DIRECTIVE
Retype every entry word for word.

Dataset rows

──────────────────────────────

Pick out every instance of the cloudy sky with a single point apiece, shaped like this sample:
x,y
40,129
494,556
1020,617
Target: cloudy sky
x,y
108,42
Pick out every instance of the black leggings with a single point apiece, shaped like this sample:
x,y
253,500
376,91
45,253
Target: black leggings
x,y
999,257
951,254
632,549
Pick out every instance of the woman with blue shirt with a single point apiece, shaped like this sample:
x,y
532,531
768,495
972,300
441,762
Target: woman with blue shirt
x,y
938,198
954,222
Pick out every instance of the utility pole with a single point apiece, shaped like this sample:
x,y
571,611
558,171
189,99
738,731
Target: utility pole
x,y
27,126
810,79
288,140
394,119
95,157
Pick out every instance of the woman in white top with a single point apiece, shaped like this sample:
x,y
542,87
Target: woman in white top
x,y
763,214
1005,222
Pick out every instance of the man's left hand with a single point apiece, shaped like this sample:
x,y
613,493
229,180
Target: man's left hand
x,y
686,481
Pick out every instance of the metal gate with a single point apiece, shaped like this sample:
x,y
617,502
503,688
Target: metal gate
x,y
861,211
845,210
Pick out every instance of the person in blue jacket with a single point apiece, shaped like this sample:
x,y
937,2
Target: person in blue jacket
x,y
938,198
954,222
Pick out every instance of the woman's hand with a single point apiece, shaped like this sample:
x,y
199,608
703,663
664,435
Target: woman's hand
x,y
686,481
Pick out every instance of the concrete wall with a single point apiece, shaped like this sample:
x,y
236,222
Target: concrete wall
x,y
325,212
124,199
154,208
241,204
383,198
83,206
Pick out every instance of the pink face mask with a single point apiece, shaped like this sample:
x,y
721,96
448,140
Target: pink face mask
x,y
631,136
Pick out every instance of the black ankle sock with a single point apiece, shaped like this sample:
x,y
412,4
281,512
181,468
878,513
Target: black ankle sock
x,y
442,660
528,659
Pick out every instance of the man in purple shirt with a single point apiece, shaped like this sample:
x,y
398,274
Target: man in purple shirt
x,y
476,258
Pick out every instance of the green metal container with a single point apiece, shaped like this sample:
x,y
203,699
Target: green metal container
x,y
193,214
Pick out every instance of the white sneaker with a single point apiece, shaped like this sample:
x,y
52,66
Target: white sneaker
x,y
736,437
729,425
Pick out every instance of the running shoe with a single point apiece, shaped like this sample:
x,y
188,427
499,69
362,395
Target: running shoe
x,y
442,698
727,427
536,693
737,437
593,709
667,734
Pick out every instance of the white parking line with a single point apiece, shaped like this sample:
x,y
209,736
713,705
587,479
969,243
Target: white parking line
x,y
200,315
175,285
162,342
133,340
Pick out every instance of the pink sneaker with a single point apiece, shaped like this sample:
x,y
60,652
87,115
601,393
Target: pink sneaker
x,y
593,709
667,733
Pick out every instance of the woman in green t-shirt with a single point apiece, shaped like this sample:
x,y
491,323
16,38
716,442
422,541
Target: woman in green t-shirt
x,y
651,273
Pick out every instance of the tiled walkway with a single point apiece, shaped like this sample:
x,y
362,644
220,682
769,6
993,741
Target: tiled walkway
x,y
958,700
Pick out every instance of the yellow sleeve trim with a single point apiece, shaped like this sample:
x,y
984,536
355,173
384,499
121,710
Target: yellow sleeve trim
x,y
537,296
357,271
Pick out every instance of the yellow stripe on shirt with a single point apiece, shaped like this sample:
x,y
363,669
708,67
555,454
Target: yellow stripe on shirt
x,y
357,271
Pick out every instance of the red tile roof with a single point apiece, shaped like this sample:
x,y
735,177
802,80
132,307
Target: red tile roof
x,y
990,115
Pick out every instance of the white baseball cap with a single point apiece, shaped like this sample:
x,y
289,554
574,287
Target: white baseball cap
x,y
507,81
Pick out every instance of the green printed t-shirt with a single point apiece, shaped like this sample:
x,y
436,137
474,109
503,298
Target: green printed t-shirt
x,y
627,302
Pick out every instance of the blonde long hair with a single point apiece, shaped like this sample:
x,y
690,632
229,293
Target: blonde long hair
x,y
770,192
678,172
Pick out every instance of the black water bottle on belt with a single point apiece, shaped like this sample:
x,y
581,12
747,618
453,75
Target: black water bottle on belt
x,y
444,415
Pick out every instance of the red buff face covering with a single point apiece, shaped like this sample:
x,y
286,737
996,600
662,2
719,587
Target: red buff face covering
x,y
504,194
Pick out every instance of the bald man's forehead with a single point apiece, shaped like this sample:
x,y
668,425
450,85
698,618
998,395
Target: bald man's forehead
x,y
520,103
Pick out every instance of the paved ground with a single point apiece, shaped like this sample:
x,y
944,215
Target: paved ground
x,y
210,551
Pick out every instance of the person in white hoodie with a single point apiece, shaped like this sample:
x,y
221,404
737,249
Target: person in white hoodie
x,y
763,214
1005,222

──────────────────────────────

RESULT OF THIS TASK
Pick out every instance of the cloudy sky with a single point apiece, shaped like this sample:
x,y
40,129
494,556
1020,617
Target: cloudy sky
x,y
108,42
Pick out every instance of the black leggings with a single point apiece, shaped like this sample:
x,y
253,500
376,91
45,253
Target: black leggings
x,y
999,257
951,254
632,549
Pick out every instance of the woman with blue shirt with a single point apiece, shaped like this sample:
x,y
532,531
768,495
972,300
441,762
Target: woman with blue shirt
x,y
938,198
954,222
Pick out every instance of the utility pole with a single point apiece, shaped like this sample:
x,y
571,611
558,171
189,99
738,731
Target: utility pole
x,y
27,126
810,79
288,140
394,119
95,157
Pick out every instance of the woman in white top with a single point apiece, shaped like this sample:
x,y
542,87
Target: woman in white top
x,y
763,214
1005,222
Pick out every instance of the man's left hand with a single point apiece, shaped like this sample:
x,y
613,493
229,180
Target: man's left hand
x,y
686,481
Pick out every instance of the metal gate with a single point apiece, shaped like this sample:
x,y
617,502
503,688
Target: metal gate
x,y
861,211
845,210
Pick out every instance of the person in blue jacket with a single point apiece, shaped like this sample:
x,y
937,2
Target: person in blue jacket
x,y
938,198
954,222
Pick out every instance of the woman's hand with a single point apiece, shaped like this sample:
x,y
199,608
703,663
664,435
Target: woman's hand
x,y
686,481
Pick out every instance of the concrete wall with a single point apiece, shaped like this sample:
x,y
236,222
Target: concrete wall
x,y
325,212
124,199
154,208
241,204
383,198
83,206
Pick out every instance of the pink face mask with a single point apiece, shaped like this sample:
x,y
721,96
448,140
Target: pink face mask
x,y
631,136
Pick out every instance of the black ankle sock with a single point apiece, shaped like this sample:
x,y
412,4
281,512
181,468
878,513
Target: black ankle sock
x,y
442,660
528,659
Pick out every instance of the man in purple shirt with a single point apiece, shaped like this sample:
x,y
398,274
Target: man in purple shirt
x,y
476,258
Pick out every instance of the green metal container with a single point apiece, shaped like this sample:
x,y
203,699
Target: green metal container
x,y
193,214
Pick out every instance of the white sneaker with a single point apiece, shaped like this sample:
x,y
52,66
Target: white sneaker
x,y
736,437
729,425
Pick out every instance of the running shoe with a single point apiece, shaped like this sample:
x,y
188,427
499,69
362,395
Target: running shoe
x,y
442,698
727,427
536,693
737,437
593,709
667,734
Pick out every instance of the white parking line with a single point apiece, shaped like this sample:
x,y
209,736
713,705
587,479
969,243
Target: white parking line
x,y
200,315
175,285
162,342
133,340
Pick out every instance of the pink sneaker with a single point apiece, shaped like this sample:
x,y
60,652
87,115
601,393
Target: pink sneaker
x,y
593,709
667,733
Pick out every instance of the woman in green t-shirt with a single point apiece, shaped like this sample:
x,y
491,323
16,38
716,442
422,541
Target: woman in green t-shirt
x,y
651,273
Pick out every instance of the tiled walkway with a single point apiece, shaped like this sample:
x,y
362,644
220,682
769,6
993,741
Target: tiled walkway
x,y
958,700
Pick out every instance of the yellow sleeve trim with a single point apiece, shaped like this sample:
x,y
984,536
355,173
384,499
121,710
Target: yellow sleeve trim
x,y
537,296
357,271
Pick out every instance of the yellow stripe on shirt with a single point apiece, shaped like this sample:
x,y
363,669
708,67
555,454
Target: yellow stripe on shirt
x,y
357,271
Pick out every instance of the red tile roof with a single point apiece, shaped like this sample:
x,y
735,177
802,80
132,307
Target: red tile roof
x,y
990,115
Pick out every instance of the white baseball cap with a single point apiece, shaped like this sample:
x,y
289,554
574,287
Target: white baseball cap
x,y
507,81
Pick out every instance of the green printed t-shirt with a single point apiece, shaped like this sample:
x,y
436,137
474,109
503,298
Target: green printed t-shirt
x,y
627,302
Pick out every instance of the blonde long hair with a single point apiece, shaped like this sample:
x,y
690,632
229,293
Target: blonde long hair
x,y
770,192
678,172
Pick out every instance of the black water bottle on belt with a single point apiece, shaped like this sample:
x,y
581,12
747,618
453,75
Target: black water bottle on belt
x,y
444,415
Pick out every instance of the red buff face covering with a single point apiece, shaped like this sample:
x,y
286,737
996,600
662,2
719,587
Target: red buff face covering
x,y
504,194
Pick out every instance of the bald man's forehead with a single point apiece, shaped like this sample:
x,y
668,425
450,85
698,618
998,395
Target: bald man's forehead
x,y
520,103
Pick out every instance of the paved ground with a single point apiece, shaped like this sample:
x,y
944,215
Target: paved ground
x,y
210,551
Pick out every instance of the person in white hoodie with a single point apiece, shaped like this sample:
x,y
221,404
737,249
Target: person in white hoodie
x,y
763,214
1005,222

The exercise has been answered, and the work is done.